Records of labeled boxes:
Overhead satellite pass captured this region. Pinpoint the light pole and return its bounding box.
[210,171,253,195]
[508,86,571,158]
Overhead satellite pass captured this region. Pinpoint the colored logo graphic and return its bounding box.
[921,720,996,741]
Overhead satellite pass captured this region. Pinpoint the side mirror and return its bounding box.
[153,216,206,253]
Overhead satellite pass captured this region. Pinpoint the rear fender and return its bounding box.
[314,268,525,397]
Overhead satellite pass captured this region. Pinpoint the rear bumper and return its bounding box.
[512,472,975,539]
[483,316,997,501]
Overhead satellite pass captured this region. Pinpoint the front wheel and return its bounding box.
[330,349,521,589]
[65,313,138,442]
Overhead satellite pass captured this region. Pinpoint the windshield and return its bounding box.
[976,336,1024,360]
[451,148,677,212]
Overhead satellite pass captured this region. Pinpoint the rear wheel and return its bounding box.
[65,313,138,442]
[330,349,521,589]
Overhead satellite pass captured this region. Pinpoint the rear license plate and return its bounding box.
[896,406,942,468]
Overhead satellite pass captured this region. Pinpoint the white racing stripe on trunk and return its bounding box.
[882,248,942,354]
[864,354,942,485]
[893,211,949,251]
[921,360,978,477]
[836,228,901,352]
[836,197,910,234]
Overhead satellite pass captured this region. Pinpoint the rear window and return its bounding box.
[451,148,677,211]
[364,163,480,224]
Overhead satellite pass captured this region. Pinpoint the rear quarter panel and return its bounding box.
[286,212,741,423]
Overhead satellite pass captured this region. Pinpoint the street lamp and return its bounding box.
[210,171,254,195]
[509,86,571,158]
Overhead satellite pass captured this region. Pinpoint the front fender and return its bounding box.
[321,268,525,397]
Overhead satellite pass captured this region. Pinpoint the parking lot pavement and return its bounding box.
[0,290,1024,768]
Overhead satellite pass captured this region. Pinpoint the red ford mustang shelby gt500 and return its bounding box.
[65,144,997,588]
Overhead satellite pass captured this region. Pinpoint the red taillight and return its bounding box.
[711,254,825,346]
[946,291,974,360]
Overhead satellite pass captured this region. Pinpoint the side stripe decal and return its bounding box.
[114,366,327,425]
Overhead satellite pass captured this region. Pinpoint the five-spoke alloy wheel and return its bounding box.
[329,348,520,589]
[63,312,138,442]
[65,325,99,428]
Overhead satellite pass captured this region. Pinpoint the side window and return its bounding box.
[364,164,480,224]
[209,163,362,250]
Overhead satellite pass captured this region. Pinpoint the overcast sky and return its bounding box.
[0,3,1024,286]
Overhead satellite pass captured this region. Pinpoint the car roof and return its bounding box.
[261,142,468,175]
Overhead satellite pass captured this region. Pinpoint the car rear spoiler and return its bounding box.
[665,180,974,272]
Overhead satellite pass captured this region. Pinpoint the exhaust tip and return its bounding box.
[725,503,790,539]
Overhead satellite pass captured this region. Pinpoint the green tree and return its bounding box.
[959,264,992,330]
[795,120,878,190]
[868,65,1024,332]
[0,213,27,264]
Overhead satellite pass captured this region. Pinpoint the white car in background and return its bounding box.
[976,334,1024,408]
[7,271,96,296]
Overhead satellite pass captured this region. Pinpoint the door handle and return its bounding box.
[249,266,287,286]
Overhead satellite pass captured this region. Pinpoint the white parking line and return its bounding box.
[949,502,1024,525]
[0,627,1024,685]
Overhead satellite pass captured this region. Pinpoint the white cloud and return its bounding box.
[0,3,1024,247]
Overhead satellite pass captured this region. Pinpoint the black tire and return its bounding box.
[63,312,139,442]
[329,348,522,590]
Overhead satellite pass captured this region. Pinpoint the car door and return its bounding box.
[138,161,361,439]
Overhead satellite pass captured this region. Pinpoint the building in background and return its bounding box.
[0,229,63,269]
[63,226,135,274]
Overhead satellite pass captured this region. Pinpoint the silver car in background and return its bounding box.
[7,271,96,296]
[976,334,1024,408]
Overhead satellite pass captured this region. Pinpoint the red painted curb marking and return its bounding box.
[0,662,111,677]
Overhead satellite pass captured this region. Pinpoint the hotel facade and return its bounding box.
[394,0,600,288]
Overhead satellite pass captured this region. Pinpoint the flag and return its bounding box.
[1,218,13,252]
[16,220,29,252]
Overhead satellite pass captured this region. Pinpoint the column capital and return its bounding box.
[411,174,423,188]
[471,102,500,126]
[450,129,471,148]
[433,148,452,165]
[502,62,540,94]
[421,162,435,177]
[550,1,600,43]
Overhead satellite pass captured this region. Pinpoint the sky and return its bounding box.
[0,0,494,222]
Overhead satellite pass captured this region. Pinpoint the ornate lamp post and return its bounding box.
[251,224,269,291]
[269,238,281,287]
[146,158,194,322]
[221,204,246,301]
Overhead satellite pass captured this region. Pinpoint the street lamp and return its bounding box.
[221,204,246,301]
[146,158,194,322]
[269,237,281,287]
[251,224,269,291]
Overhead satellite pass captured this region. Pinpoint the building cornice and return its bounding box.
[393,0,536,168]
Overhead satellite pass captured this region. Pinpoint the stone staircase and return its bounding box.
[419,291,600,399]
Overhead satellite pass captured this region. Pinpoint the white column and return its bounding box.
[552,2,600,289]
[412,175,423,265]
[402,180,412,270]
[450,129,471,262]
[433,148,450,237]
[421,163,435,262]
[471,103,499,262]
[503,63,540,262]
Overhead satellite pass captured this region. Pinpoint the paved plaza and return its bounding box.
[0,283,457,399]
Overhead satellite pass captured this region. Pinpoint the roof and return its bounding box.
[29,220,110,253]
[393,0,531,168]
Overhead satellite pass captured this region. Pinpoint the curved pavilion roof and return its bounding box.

AIM OF THE EXERCISE:
Please reproduce the entries above word for word.

REPLY:
Overhead satellite pass captured this region. Pinpoint the light pole and return its bounding box.
[210,171,253,195]
[508,86,571,158]
Overhead satellite pass captured this region. Pinpoint the colored logo graphic and return its bounding box.
[921,720,996,741]
Overhead satellite pass captured this region. Pinpoint the side mirror and return its bounding box.
[153,216,206,253]
Overhead satellite pass captured this region. Pinpoint the rear fender and return its bounding box.
[314,268,525,397]
Overhead satellite pass captured this region. Pinpoint the rear bumper and return its bounding box.
[512,472,975,539]
[483,316,997,501]
Overhead satellite pass captured this region. Pinpoint the front wheel and return its bounding box.
[330,349,521,589]
[65,313,138,442]
Overhead satellite pass captured this region. Pinpoint the windshield and return its bounding box.
[976,336,1024,360]
[451,148,677,212]
Overhead satellite pass captured this region. Pinpoint the rear wheel and return its bounding box.
[65,313,138,442]
[330,349,521,589]
Overhead satellite pass captured this region. Pinpoint the rear license plate and return its bounding box.
[896,406,942,468]
Overhead satellite pass captured this region. Pinpoint the white racing stripe on trunk and return its bounding box.
[882,248,942,354]
[864,354,942,485]
[893,211,949,251]
[921,360,978,477]
[836,228,901,352]
[836,197,910,234]
Overhead satellite pass captured this region. Pinpoint the rear window and return its bounding box.
[451,148,677,211]
[364,163,480,224]
Overhead satellite pass captured this region. Pinpoint the rear quarter panel and return its bounding box.
[286,212,741,423]
Overhead satellite pass captured this region. Pinpoint the street lamp and return its bounding box.
[210,171,254,195]
[509,86,571,158]
Overhead satellite pass captured this region. Pinpoint the front fender and return its bounding box.
[321,268,525,397]
Overhead satellite pass captured this region. Pinpoint the parking lot pavement and return its bounding box.
[0,290,1024,768]
Overhead satellite pass captured this region. Pinpoint the red ford mustang shelby gt500 and return its bounding box.
[65,144,997,588]
Overhead satellite pass captured this region. Pinpoint the red taillight and return its bounding box.
[711,254,825,346]
[946,291,974,360]
Overhead satellite pass captured this region. Pinpoint the side stripe decal and return its bounding box.
[114,366,327,425]
Overhead satellite pass captured this region. Pinpoint the five-spoke alloy wheel and return its bounding box.
[329,348,520,589]
[63,312,138,442]
[65,325,99,428]
Overhead satellite pass captured this region. Pinpoint the side window and return its bounding box.
[364,164,480,224]
[209,163,362,250]
Overhead satellite pass captured this region. Pinpoint the overcast sky and return its bounding box.
[0,3,1024,286]
Overhead satellite pass captured this region. Pinpoint the car roof and return its bounding box.
[261,142,468,175]
Overhead satellite pass captured this region. Pinpoint the car rear spoiler and return its bounding box.
[665,180,974,272]
Overhead satellite pass captured this region. Pinpoint the exhaust tip and return its bounding box.
[725,503,790,539]
Overhead satellite pass captured this region. Pinpoint the green tree and return its bounding box.
[959,264,992,330]
[795,120,878,190]
[868,65,1024,332]
[0,213,27,264]
Overhead satellite pass captured this region. Pinpoint the white car in background and return its bounding box.
[976,334,1024,408]
[7,271,96,296]
Overhead satellite pass captured this region. Pinpoint the door handle and return its bounding box.
[249,266,287,286]
Overhead satellite pass captured this region. Pinpoint the white parking line and return its bounding box.
[949,502,1024,525]
[0,627,1024,685]
Overhead satellite pass captured this region. Pinpoint the white cloud and return its bounding box.
[0,3,1024,247]
Overhead satellite pass captured this region. Pinpoint the black tire and return its bounding box.
[63,312,139,442]
[329,348,522,590]
Overhead satellite pass captured this region. Pinpoint the car door and return its bounding box.
[138,161,361,439]
Overhead satellite pass captured this region. Pinpoint the building in background and return its bounding box.
[0,229,63,269]
[63,226,135,274]
Overhead satellite pass captured this region. Pinpoint the silver car in background and return its bounding box.
[7,271,96,296]
[976,334,1024,408]
Overhead satellite pass captured this region. Pinpoint the red painted curb marking and return its bounding box.
[0,662,111,677]
Overhead satellite pass captured this region. Pinpoint the hotel facade and return its bounding box.
[394,0,600,288]
Overhead satellite pass captured this region. Pinpoint the flag and return its bounding box.
[1,218,13,252]
[16,220,29,252]
Overhead satellite pass captured this region. Pinpoint the column capital and return its bounding box.
[411,174,423,188]
[471,102,500,126]
[450,129,471,148]
[433,148,452,165]
[502,62,540,94]
[421,162,435,177]
[550,1,600,43]
Overhead satellite pass captured this region. Pinpoint the sky and return its bounding box.
[0,0,494,222]
Overhead satellite pass captured this region. Pinpoint the ornate lamp post and return its bounding box.
[251,224,269,291]
[269,238,281,287]
[146,158,194,322]
[221,204,246,301]
Overhead satellite pass captured this region. Pinpoint the street lamp and return its bounding box.
[221,204,246,301]
[146,158,194,322]
[269,237,281,287]
[251,224,269,291]
Overhead satellite pass captured this region. Pinpoint the building cornice and return its bounding box.
[393,0,536,168]
Overhead satellite pass captured this region. Pinpoint the stone staircase and return its bounding box.
[419,291,600,399]
Overhead satellite pass captured this region. Pinpoint the white column and return its bounding box.
[552,2,600,289]
[412,175,423,265]
[402,180,412,270]
[450,129,471,262]
[433,148,450,237]
[421,163,435,262]
[471,103,499,262]
[503,63,540,262]
Overhead satellite pass captured this region. Pinpoint the paved plaza and return its bounding box.
[0,283,457,399]
Overhead satellite pass captured this region. Pinpoint the roof and return its bounding box.
[29,220,110,253]
[393,0,531,168]
Overhead satellite pass captured this region. Pinpoint the curved pavilion roof and return its bounding box.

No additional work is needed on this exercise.